Ridimensiona le voci a partire dalla riga che contiene "TARGET: autumn foliage" e proseguendo fino alla fine, estremi compresi. Riscrivi queste righe moltiplicando per 1,7 ogni coordinata delle risposte e arrotondando all'intero più vicino (le metà per eccesso), mentre tutto il resto del testo va riportato invariato.

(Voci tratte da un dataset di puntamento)
::::

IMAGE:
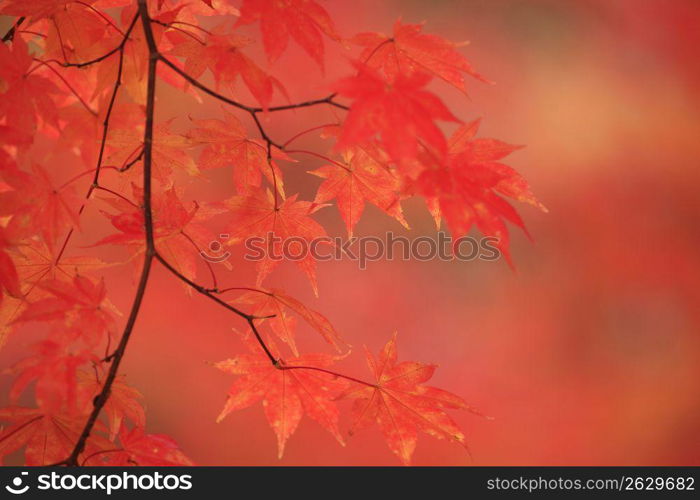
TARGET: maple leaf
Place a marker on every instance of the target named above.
(465, 190)
(9, 278)
(47, 438)
(36, 206)
(77, 33)
(23, 95)
(221, 54)
(123, 403)
(36, 262)
(169, 150)
(37, 9)
(277, 303)
(257, 215)
(358, 179)
(399, 111)
(139, 448)
(82, 305)
(303, 20)
(226, 143)
(54, 371)
(286, 395)
(178, 232)
(401, 405)
(409, 50)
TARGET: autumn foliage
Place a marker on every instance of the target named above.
(84, 77)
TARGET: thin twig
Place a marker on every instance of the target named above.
(101, 399)
(11, 32)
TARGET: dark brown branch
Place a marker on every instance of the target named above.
(250, 319)
(11, 32)
(118, 48)
(101, 399)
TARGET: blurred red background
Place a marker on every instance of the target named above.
(589, 353)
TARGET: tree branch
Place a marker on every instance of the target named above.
(101, 399)
(11, 32)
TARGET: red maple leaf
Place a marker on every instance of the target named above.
(284, 230)
(37, 206)
(221, 53)
(286, 395)
(54, 370)
(401, 405)
(358, 179)
(9, 278)
(47, 438)
(467, 189)
(147, 450)
(23, 95)
(226, 143)
(82, 305)
(278, 304)
(178, 231)
(400, 112)
(409, 50)
(303, 20)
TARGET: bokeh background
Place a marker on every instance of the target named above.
(587, 354)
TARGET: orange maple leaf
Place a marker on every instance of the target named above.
(303, 20)
(286, 394)
(401, 405)
(400, 112)
(409, 50)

::::

*Risposta finale:*
TARGET: autumn foliage
Place a marker on every instance of the target named above.
(143, 131)
TARGET: thin twig
Place a marker on every instance of the target named above.
(172, 678)
(19, 54)
TARGET: dark brown branch
Place a marker on every instance of the target named above.
(425, 542)
(19, 54)
(201, 82)
(172, 678)
TARGET: blurred red background
Place a marker on every instance of the target named above.
(1001, 600)
TARGET: tree branch
Place a marker on every instance of the target named above.
(172, 678)
(19, 54)
TARGET: red maple leaf
Place a marker on every instance of the target named above.
(483, 391)
(63, 350)
(376, 90)
(486, 672)
(92, 629)
(682, 689)
(609, 304)
(15, 473)
(80, 745)
(794, 321)
(250, 765)
(39, 162)
(384, 243)
(139, 519)
(473, 517)
(303, 393)
(680, 190)
(695, 85)
(515, 34)
TARGET: bokeh background
Place a marker on every instance of the target named above.
(998, 602)
TARGET: orange maple leaf
Place a marker on every instance of the target named above.
(515, 34)
(486, 670)
(682, 689)
(680, 190)
(695, 85)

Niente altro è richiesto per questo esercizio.